--- Start ---

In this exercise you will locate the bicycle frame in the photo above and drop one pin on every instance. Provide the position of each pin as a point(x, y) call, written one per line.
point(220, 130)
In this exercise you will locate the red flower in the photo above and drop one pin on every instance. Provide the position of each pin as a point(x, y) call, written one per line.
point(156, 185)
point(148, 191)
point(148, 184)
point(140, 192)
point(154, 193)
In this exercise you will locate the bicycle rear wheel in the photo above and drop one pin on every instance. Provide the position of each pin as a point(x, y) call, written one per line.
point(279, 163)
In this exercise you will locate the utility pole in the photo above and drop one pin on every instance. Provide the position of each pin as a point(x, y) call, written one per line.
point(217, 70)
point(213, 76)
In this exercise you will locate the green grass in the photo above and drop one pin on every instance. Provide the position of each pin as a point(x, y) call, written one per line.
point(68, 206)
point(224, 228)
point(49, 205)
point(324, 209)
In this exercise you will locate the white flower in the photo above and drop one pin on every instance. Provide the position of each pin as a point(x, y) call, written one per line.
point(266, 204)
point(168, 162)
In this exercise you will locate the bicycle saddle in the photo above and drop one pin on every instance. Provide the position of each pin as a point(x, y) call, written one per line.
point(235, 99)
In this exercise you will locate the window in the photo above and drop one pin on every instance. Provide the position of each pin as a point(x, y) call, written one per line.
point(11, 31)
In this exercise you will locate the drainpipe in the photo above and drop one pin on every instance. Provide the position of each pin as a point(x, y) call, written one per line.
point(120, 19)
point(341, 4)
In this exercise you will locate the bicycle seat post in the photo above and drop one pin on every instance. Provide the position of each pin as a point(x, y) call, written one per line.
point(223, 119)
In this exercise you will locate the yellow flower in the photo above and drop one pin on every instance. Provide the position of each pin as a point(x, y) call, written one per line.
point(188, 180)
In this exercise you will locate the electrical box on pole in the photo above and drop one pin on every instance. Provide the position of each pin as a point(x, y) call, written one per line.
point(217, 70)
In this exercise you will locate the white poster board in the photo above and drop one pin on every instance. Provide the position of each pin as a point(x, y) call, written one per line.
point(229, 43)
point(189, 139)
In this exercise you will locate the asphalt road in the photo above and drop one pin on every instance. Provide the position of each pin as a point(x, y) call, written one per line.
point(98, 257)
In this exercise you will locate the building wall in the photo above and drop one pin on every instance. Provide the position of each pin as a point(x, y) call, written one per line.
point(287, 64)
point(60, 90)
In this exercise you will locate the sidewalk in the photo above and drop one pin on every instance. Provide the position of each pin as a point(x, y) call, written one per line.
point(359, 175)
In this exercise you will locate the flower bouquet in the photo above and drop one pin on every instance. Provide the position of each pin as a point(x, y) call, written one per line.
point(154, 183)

--- End ---

**Your instructions:** The records above are to be copied in full, exactly as written.

**Task answer:**
In this exercise you will locate the bicycle frame in the photo above and drop one pin on every instance. Provide the position of each pin as a point(x, y) call, written one per line.
point(220, 130)
In this exercise you will locate the red flower in the photo above and drop one pin on every instance. Provide the position of each pin as a point(x, y) call, written one per line.
point(156, 185)
point(148, 191)
point(148, 184)
point(140, 192)
point(154, 193)
In this exercise you will locate the bicycle rear wheel in the photo above and drop one pin on every instance. Provide the position of each pin as a point(x, y) call, written one per line.
point(279, 163)
In this exercise you will locate the utility pole in the photo above and drop one pin on every instance. Provide the position of each pin as a point(x, y) call, written one per line.
point(217, 70)
point(213, 76)
In this exercise you will locate the green grass in the photo above and drop one pin on every instance. Provide the position of each pin as a point(x, y) call, written one per line.
point(68, 206)
point(224, 228)
point(49, 205)
point(324, 209)
In this exercise you will locate the white flower in the photo above and drop one pin on every instance. Provide the position of each pin as a point(x, y) call, written one per line.
point(266, 204)
point(168, 162)
In this exercise you will locate the bicycle saddle in the photo above and drop one pin on every instance. Provide the position of each pin as a point(x, y) call, written one per line.
point(235, 99)
In this exercise you will locate the window in the photo above and drop one pin on every instance. Provide the position of each pin as a point(x, y) call, written one per line.
point(11, 31)
In this exercise you will locate the drainpipe in the photo above and drop one pin on every instance. Provide the position of each pin as a point(x, y) call, written one per line.
point(120, 19)
point(341, 4)
In this exercise you will locate the bicycle seat post in the photo above and drop one pin on every instance. Provide the position of each pin as a point(x, y) call, written one per line.
point(223, 119)
In this exercise you will locate the yellow flower in the photo above and drop one pin on every instance. Provide the position of each pin as a point(x, y) call, written one per line.
point(188, 180)
In this exercise you will locate the electrical box on pole in the photo above and drop one pin on every instance. Provide the position of each pin as a point(x, y) call, written one per line.
point(217, 70)
In this exercise you will locate the white poster board in the photo above and drop one pin on every instance. Provide the position of each pin as a point(x, y) call, written one per line.
point(229, 43)
point(189, 139)
In this exercise you will locate the asphalt road in the photo above and drop one pin on every instance. Provide the position of each pin as a point(x, y) call, written one per line.
point(98, 257)
In this exercise you will locate the building wall in the photo above and drop one pin on every instance. Provide the position of each pin as a point(x, y) call, written one per line.
point(287, 64)
point(60, 90)
In this exercise you will locate the sidewalk in the photo above and drop one pin on every instance. Provide the position of each pin as a point(x, y) call, written one per line.
point(359, 175)
In this exercise you will locate the flower bouquet in the photo above and drop one pin on every instance. Provide the position of each pin as a point(x, y) call, written one per line.
point(154, 183)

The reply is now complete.